## Begin EXTRACTED RECORDS
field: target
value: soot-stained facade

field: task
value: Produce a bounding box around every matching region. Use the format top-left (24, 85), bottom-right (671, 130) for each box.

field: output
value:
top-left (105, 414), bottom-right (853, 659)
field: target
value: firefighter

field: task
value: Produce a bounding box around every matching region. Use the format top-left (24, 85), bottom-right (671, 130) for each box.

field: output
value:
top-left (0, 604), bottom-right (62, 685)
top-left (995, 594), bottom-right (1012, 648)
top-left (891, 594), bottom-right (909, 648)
## End EXTRACTED RECORDS
## Begin EXTRACTED RECORDS
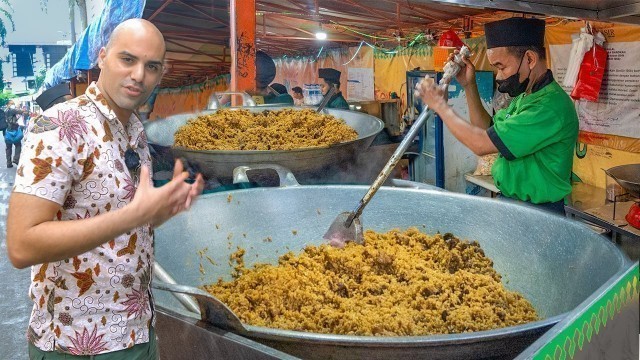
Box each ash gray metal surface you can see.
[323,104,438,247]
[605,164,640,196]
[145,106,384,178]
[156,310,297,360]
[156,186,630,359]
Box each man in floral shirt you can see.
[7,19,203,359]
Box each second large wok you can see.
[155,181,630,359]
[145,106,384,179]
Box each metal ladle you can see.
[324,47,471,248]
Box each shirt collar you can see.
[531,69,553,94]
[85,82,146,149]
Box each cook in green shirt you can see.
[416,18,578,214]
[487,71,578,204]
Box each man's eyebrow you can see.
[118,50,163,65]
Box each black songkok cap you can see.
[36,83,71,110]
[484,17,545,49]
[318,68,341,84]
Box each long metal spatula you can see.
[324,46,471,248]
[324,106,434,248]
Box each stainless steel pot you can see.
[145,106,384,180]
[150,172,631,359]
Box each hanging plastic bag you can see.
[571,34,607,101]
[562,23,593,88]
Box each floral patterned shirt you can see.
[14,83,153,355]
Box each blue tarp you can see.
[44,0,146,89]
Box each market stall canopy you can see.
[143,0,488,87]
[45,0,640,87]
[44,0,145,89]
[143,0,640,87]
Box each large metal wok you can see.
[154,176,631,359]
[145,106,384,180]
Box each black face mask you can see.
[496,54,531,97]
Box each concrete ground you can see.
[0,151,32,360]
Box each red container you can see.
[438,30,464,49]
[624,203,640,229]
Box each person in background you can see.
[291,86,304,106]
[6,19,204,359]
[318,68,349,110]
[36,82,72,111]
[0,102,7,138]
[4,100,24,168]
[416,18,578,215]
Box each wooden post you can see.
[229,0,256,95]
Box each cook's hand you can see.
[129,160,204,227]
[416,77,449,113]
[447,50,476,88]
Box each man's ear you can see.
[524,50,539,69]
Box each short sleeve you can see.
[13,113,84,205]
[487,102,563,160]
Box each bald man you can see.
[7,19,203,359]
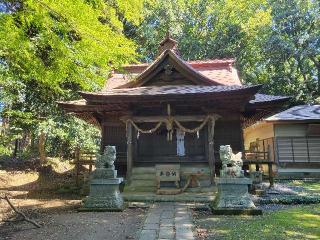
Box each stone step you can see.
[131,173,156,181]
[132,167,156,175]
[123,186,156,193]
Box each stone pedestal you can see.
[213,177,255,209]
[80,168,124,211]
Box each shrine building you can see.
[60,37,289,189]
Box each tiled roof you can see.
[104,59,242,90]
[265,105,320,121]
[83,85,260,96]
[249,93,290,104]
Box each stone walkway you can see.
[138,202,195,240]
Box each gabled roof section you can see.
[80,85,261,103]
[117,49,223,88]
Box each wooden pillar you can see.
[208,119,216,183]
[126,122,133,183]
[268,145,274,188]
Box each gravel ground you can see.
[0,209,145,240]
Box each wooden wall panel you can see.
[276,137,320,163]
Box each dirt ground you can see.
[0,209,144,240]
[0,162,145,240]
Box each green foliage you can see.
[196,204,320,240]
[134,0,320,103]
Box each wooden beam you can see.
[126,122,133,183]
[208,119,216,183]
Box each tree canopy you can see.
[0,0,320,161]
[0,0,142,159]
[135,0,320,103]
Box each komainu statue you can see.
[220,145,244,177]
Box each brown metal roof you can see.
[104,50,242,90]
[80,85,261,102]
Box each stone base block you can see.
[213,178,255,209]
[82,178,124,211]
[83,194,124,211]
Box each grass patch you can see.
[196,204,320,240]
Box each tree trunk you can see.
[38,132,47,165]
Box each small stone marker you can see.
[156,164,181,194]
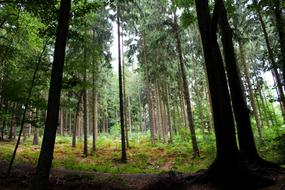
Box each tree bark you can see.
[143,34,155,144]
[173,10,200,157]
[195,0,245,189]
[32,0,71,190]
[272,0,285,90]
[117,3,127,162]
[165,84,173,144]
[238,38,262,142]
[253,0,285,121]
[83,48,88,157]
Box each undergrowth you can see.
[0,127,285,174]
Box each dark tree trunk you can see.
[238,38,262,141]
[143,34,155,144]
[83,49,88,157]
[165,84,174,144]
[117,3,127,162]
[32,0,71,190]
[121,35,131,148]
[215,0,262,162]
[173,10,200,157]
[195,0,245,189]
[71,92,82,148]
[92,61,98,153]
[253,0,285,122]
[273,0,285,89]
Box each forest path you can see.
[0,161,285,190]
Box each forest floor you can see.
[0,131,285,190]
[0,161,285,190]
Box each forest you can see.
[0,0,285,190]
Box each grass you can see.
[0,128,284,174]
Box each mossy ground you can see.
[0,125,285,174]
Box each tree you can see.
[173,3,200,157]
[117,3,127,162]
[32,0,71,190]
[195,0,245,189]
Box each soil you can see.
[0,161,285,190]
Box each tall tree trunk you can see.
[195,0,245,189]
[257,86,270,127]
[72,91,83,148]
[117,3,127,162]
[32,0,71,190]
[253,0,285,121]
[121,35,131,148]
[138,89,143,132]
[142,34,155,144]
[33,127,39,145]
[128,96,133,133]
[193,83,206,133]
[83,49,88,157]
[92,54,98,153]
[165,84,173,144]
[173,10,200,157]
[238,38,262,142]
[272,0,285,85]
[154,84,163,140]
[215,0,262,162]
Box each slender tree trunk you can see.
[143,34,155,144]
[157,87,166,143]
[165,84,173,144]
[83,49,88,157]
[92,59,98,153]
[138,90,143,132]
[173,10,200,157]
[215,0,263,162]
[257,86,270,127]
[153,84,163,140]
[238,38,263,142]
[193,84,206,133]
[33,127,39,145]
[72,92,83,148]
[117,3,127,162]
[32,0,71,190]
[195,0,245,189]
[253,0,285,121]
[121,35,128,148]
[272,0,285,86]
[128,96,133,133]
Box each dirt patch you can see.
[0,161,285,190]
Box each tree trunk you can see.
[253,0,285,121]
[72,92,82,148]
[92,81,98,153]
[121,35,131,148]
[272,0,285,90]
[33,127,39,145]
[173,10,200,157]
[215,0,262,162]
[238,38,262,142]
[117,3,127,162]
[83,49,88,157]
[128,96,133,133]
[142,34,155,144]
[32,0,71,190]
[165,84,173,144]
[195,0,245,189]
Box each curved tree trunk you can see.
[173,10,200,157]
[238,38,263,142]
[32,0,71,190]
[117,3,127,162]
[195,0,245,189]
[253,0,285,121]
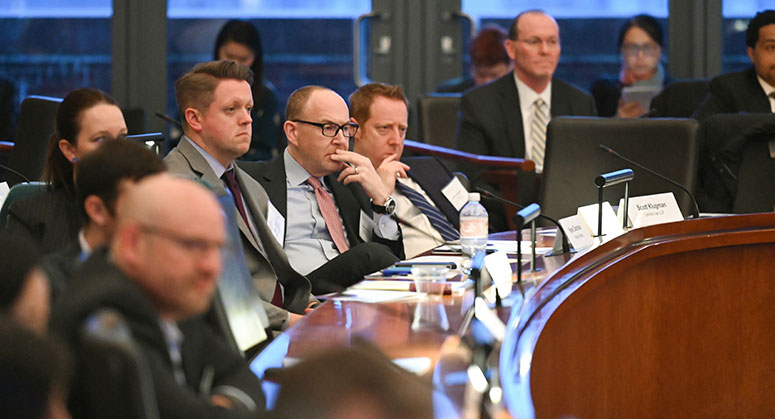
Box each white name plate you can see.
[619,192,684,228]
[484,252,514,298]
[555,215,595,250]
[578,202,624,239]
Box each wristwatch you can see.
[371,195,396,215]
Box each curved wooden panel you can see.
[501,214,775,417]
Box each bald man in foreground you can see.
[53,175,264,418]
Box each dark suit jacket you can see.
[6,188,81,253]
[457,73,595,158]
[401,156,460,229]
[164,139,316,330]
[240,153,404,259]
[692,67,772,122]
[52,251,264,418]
## End EXTRACTED RECORDS
#### TASK GOAL
Could you express the entries as a two-column CSV with the columns request and boxes, one row per entry, using only the part that opens with the line containing "Box each shrine building you can see." and closes with the line containing "[156,164,181,194]"? Put each entry's text and its answer in one quoted field apiece, turning line breaks into spaces.

#### ANSWER BELOW
request,boxes
"Box each shrine building you can see.","[60,37,289,189]"
"Box each tiled roof you can see.","[104,59,242,90] [265,105,320,121] [83,85,260,96] [249,93,290,104]"
"Box each stone walkway you can see.","[138,202,195,240]"
"Box each gabled roof section you can see.","[80,85,261,103] [117,49,223,88]"
"Box each wooden pillar you can see.","[208,119,216,183] [126,122,133,183] [268,145,274,188]"
"Box each gravel ground you can see.","[0,209,145,240]"
"Box each wooden wall panel you can see.","[276,137,320,163]"
"Box each dirt ground you can see.","[0,209,144,240] [0,162,145,240]"
"Box each green foliage you can see.","[196,204,320,240] [134,0,320,103]"
"Box each wooden beam you can see.","[126,122,133,183] [208,119,216,183]"
"Box each tree canopy you can see.","[0,0,320,161] [0,0,142,159] [135,0,320,103]"
"Box each komainu statue you can see.","[220,145,244,177]"
"Box each brown metal roof you can see.","[104,50,242,90] [80,85,261,102]"
"Box each stone base block you can see.","[213,178,255,209] [82,178,124,211] [83,194,124,211]"
"Box each grass patch you can see.","[196,204,320,240]"
"Box each tree trunk you can see.","[38,132,47,165]"
"Box each small stone marker you can see.","[156,164,181,194]"